* **KUTIPAN SUMBER**
· · · ·
لِكُلِّ شَيْءٍ زِيْنَةٌ فيِ الوَرَى *** وَزِيْنَةُ المَرْءِ تَمَامُ الأَدَبِ
مَا وَهَبَ اللّٰهُ لِامْرِئٍ هِبَةً *** أَشْرَفَ مِنْ عَقْلِهِ وَمِنْ أَدَبِهِ
قَدْ يَشْرَفُ المَرْءُ بِآدَابِهِ *** فِيْنَا وَإِنْ كَانَ وَضِيْعَ النَّسَبِ
مَنْ كَانَ مُفْتَخِرًا بِالمَالِ وَالنَّسَبِ *** فَإِنَّمَـا فَخْرُنَا بِالعِلْمِ وَالأَدَبِ
هُمَا حَيَاةُ الفَتَى فَإِنْ عَدُمَا *** فَإِنَّ فَقْدَ الحَيَاةِ أَجْمَلُ بِهِ
لَا تَنْظُرَنَّ لِأَثْوَابٍ عَلَى أَحَدٍ *** إِنْ رُمْتَ تَعْرِفُهُ فَانْظُرْ إِلىَ الأَدَبِ
Segala sesuatu merupakan perhiasan bagi manusia… Adapun Perhiasan seseorang adalah kesempurnaan adabnya.
Allah tidak memberikan apapun kepada manusia… yang lebih mulia daripada akal dan adabnya.
Kadangkala seseorang dimuliakan oleh adabnya… ketika bersama kita, walau dia berasal dari keturunan yang rendah.
Barangsiapa membanggakan harta dan nasabnya… maka kita justru bangga dengan ilmu dan adab.
Dua hal itu (ilmu dan adab) adalah kehidupan pemuda… Sesungguhnya kehilangan nyawa lebih baik daripada kehilangan keduanya.
Jangan sekali-kali melihat penampilan seseorang dari pakaiannya… Jika kau ingin tahu seseorang, maka lihatlah adabnya.
Sekelumit Kisah Tabi’in Mulia, Guru Para Ahli Zuhud Di Zamannya
Beliau adalah Muhammad bin Waasi’ Al-Azdi (W 123 H), tabi’in yang disebut sebagai guru para ahli zuhud di zamannya. Ulama Basrah yang dikenal dengan sebutan Zainul Fuqaha (hiasan para ahli fikih), sering dipanggil ‘Abid Basrah dan merupakan murid sahabat utama Anas bin Malik (W 93 H) radhiyallaahu ‘anhu.
Di masa khalifah Sulaiman bin Abdul Malik (W 99 H), gubernur Khurasan, Yazid bin Muhallab (W 102 H) mengutus pasukannya untuk menaklukkan daerah Jurjan dan Thabaristan, Turki. Muhammad bin Waasi’ yang ditunjuk sebagai komando pasukan pertempuran. Peperangan pun dimenangkan oleh pasukan kaum muslimin, dan mereka mendapatkan harta ghanimah yang sangat banyak.
· · · ·
* **DATA TERSEDIA**

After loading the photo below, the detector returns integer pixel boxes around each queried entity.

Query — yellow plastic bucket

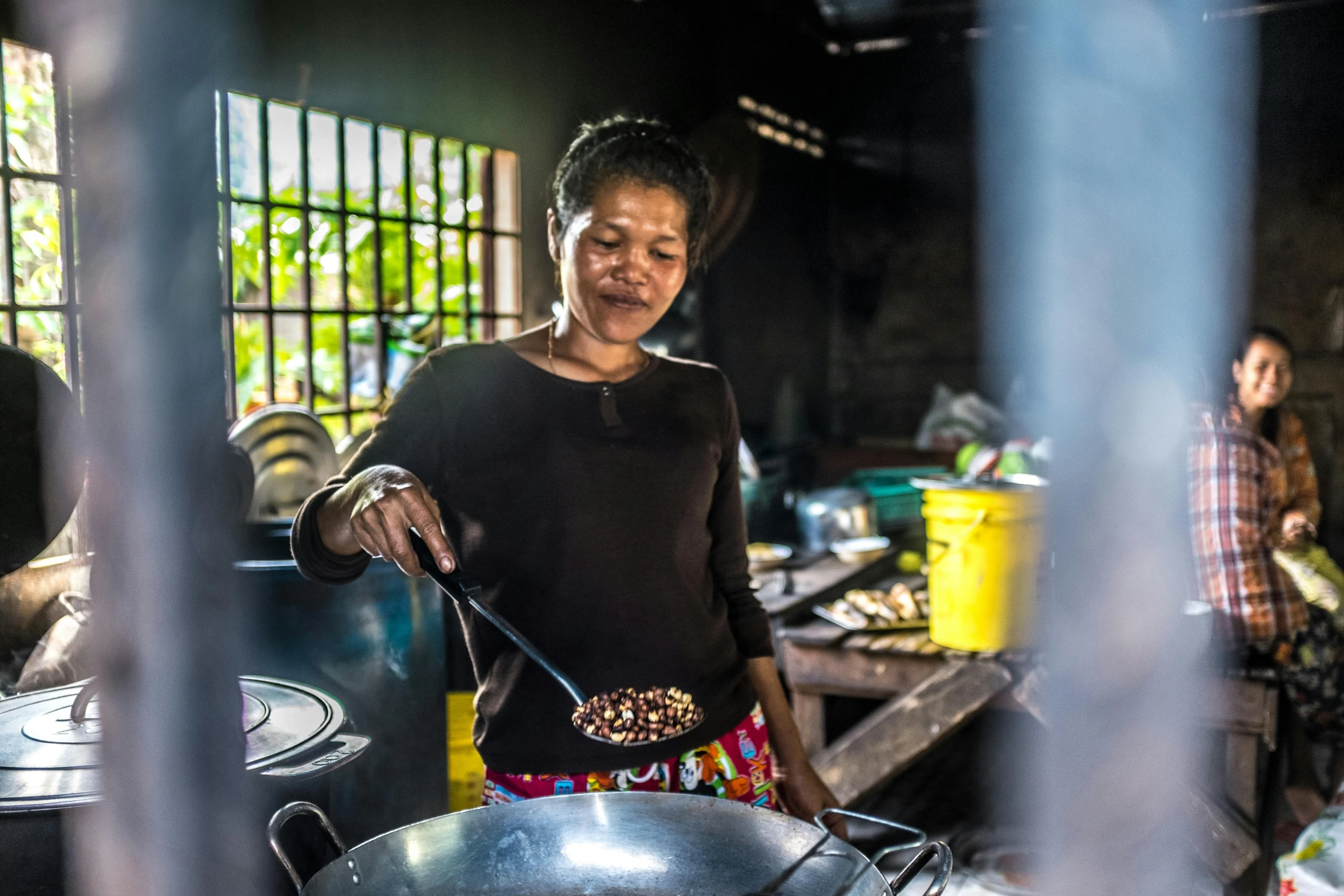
[911,476,1044,651]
· · · ·
* **SASARAN TUGAS**
1. Jawablah pertanyaan berikut berdasarkan kutipan sumber.
(a) Menurut terjemahan bait pertama, apa perhiasan seseorang?
(b) Muhammad bin Waasi' Al-Azdi adalah murid sahabat siapa?
(c) Daerah mana saja yang hendak ditaklukkan oleh pasukan utusan Yazid bin Muhallab?
2. Salin tanpa perubahan bagian kutipan sumber mulai dari "Sekelumit Kisah Tabi’in" sampai dengan "yang sangat banyak.".

* **JAWABAN TUGAS**
1.
(a) Kesempurnaan adabnya.
(b) Anas bin Malik.
(c) Jurjan dan Thabaristan.

2.
Sekelumit Kisah Tabi’in Mulia, Guru Para Ahli Zuhud Di Zamannya
Beliau adalah Muhammad bin Waasi’ Al-Azdi (W 123 H), tabi’in yang disebut sebagai guru para ahli zuhud di zamannya. Ulama Basrah yang dikenal dengan sebutan Zainul Fuqaha (hiasan para ahli fikih), sering dipanggil ‘Abid Basrah dan merupakan murid sahabat utama Anas bin Malik (W 93 H) radhiyallaahu ‘anhu.
Di masa khalifah Sulaiman bin Abdul Malik (W 99 H), gubernur Khurasan, Yazid bin Muhallab (W 102 H) mengutus pasukannya untuk menaklukkan daerah Jurjan dan Thabaristan, Turki. Muhammad bin Waasi’ yang ditunjuk sebagai komando pasukan pertempuran. Peperangan pun dimenangkan oleh pasukan kaum muslimin, dan mereka mendapatkan harta ghanimah yang sangat banyak.